## Trecho citado:
###
A Comissão Pastoral da Terra — CPT — tem sido instituição de relevância no suporte à mobilização dos trabalhadores rurais e na defesa de seus direitos desde a sua fundação, em 1975. Órgão da Conferência Nacional dos Bispos do Brasil — CNBB —, surgiu no contexto do regime militar no País visando proteger os trabalhadores e lideranças do campo dos abusos contra eles cometidos pela exploração econômica inescrupulosa. Seu foco inicial foi a Amazônia, mas em pouco tempo a CPT passou a atuar em todo o País, adquirindo caráter ecumênico e sempre buscando ser porta-voz do povo do campo e espelhar as suas demandas locais, a exemplo do que ocorre hoje com os movimentos dos atingidos por barragens.

A CPT continua a ser forte referência na articulação e organização daqueles que vivem e trabalham no meio rural e no respeito aos direitos dessas pessoas, inclusive os trabalhistas, além de oferecer apoio fundamental à agricultura familiar e à preservação ambiental. As publicações da CPT são outra iniciativa de peso e têm contribuído de forma singular para dar uma noção precisa e atual sobre a situação dos conflitos fundiários no País. Destaque deve ser dado a “Conflitos no Campo Brasil2”, atualizado anualmente e provavelmente a principal fonte de dados sobre o tema.

O Movimento dos Trabalhadores Rurais Sem Terra — MST — tem sua origem ligada ao 1º Encontro Nacional dos Sem Terra, realizado no Paraná em 1984, que reuniu trabalhadores rurais envolvidos em ocupações de terra em 12 Estados brasileiros, além de representantes da Central Única dos Trabalhadores — CUT —, da Associação Brasileira de Reforma Agrária — Abra —, da Pastoral Operária de São Paulo e do Conselho Indigenista Missionário — Cimi. A partir de então, o MST já realizou vários congressos nacionais e diversas marchas, inclusive de alcance nacional. Seu lema tem sido a democratização da terra, a ser alcançada com a reforma agrária, com um novo modelo agrícola e com mudanças na estrutura social do País, de modo a se atingir maior justiça social. O movimento sempre defendeu a organização dos trabalhadores rurais, a luta social e a ocupação de terras como meios legítimos e fundamentais para atingir seus objetivos. Hoje abraça várias bandeiras específicas relacionadas aos direitos humanos, tais como: acesso à saúde e à cultura, combate à violência sexista, diversidade étnica e direito à memória.
###
Dados coletados:

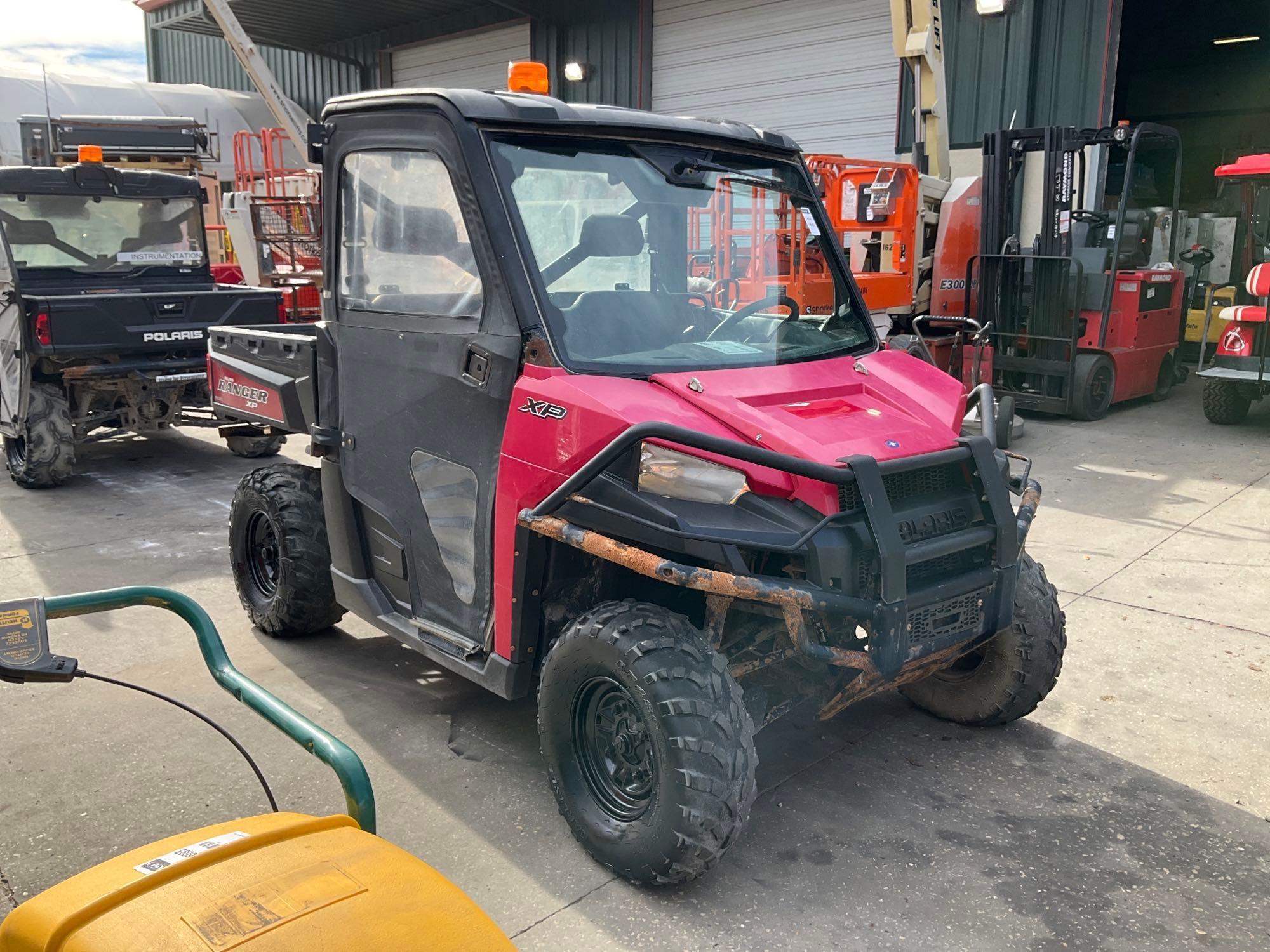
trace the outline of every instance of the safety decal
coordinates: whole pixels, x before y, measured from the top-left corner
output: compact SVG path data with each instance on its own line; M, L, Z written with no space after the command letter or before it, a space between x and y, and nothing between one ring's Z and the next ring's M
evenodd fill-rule
M144 863L138 863L132 868L136 869L142 876L149 876L150 873L165 869L169 866L175 866L177 863L183 863L187 859L193 859L201 853L206 853L210 849L216 849L217 847L224 847L226 843L232 843L236 839L246 839L250 833L222 833L218 836L211 836L199 843L190 843L188 847L182 847L180 849L174 849L170 853L164 853L154 859L147 859Z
###
## Lista de tarefas:
**A)** De acordo com o trecho sobre a CPT e o MST, em que ano e em qual estado foi realizado o 1º Encontro Nacional dos Sem Terra?
**B)** Com base no trecho sobre a CPT e o MST, explique em até três frases por que a CPT surgiu durante o regime militar.
**C)** Dê prosseguimento ao trecho sobre a CPT e o MST, partindo do ponto em que ele termina.

## Respostas por tarefa:
**A)** Em 1984, no Paraná.

**B)** A CPT surgiu para proteger os trabalhadores e as lideranças do campo dos abusos cometidos contra eles pela exploração econômica inescrupulosa. Sua criação ocorreu no contexto do regime militar no País, como órgão da CNBB.

**C)**
No que toca à reforma agrária — tema central quando se trata de conflitos fundiários rurais e direito à terra —, a primeira lei do Brasil é de 1964. Trata-se do Estatuto da Terra (Lei Federal 4.504, de 19643), o qual não chegou a ser implementado na íntegra, à exceção de poucas desapropriações até o início da década de 1980, mas serviu ao propósito de exercer certo controle sobre as lutas sociais, de enfraquecer os conflitos relacionados à terra e de colonizar, em particular, certas áreas da Amazônia. No bojo do Estatuto, foi instituído um Plano Nacional de Reforma Agrária — PNRA — (Decreto Federal 59.456, de 19664), jamais implementado, e foi criado o Instituto Nacional de Colonização e Reforma Agrária — Incra — (Decreto-Lei Federal 1.110, de 19705), que incorporou as atribuições do Instituto Brasileiro de Reforma Agrária — Ibra — e do Instituto Nacional de Desenvolvimento Rural — Inda —, implantados pela mesma lei que havia instituído o Estatuto. O Incra tinha como missão prioritária “realizar a reforma agrária, manter o cadastro nacional de imóveis rurais e administrar as terras públicas da União”6.

Em 1985, foi aprovado um novo PNRA I, (Decreto Federal 91.766, de 19857), o qual objetivava assentar 1,4 milhão de famílias até o fim do mandato de José Sarney. Porém, assentou menos de 90 mil famílias nesse período, ou seja, menos de 6% da meta prevista. Ainda na década de 80, em 1988, tem-se a promulgação de uma nova Constituição no Brasil, a qual trouxe, no que toca à reforma agrária, certos retrocessos em relação ao Estatuto da Terra, mas também a importante conquista de incorporar a função social da terra e a possibilidade de desapropriação quando essa função não estiver sendo cumprida (arts. 184 a 186). A função social da terra, conforme já mencionado, é considerada princípio basilar do direito agrário e está definida no art. 186 da Constituição Federal1 como a satisfação simultânea de certos requisitos de aproveitamento e utilização de uma propriedade rural, entre eles racionalidade, produtividade, preservação ambiental e respeito às relações de trabalho.

O que se verificou, no entanto, no tocante à efetividade do projeto de reforma agrária no País durante os primeiros anos de vigência da nova Carta, foi um retrocesso, na medida em que houve forte repressão aos movimentos sociais de luta pela terra, culminando com a morte de 19 militantes sem terra, pela Polícia Militar, em Eldorado dos Carajás, Pará, em abril de 1996. Esse evento teve grande repercussão, inclusive em âmbito internacional e, na semana seguinte, o governo federal criou o Ministério Extraordinário de Política Fundiária, vinculado diretamente à Presidência da República. Esse ministério foi transformado no de Política Fundiária e Agricultura Familiar e, posteriormente, em 2000, instituído como o Ministério do Desenvolvimento Agrário8.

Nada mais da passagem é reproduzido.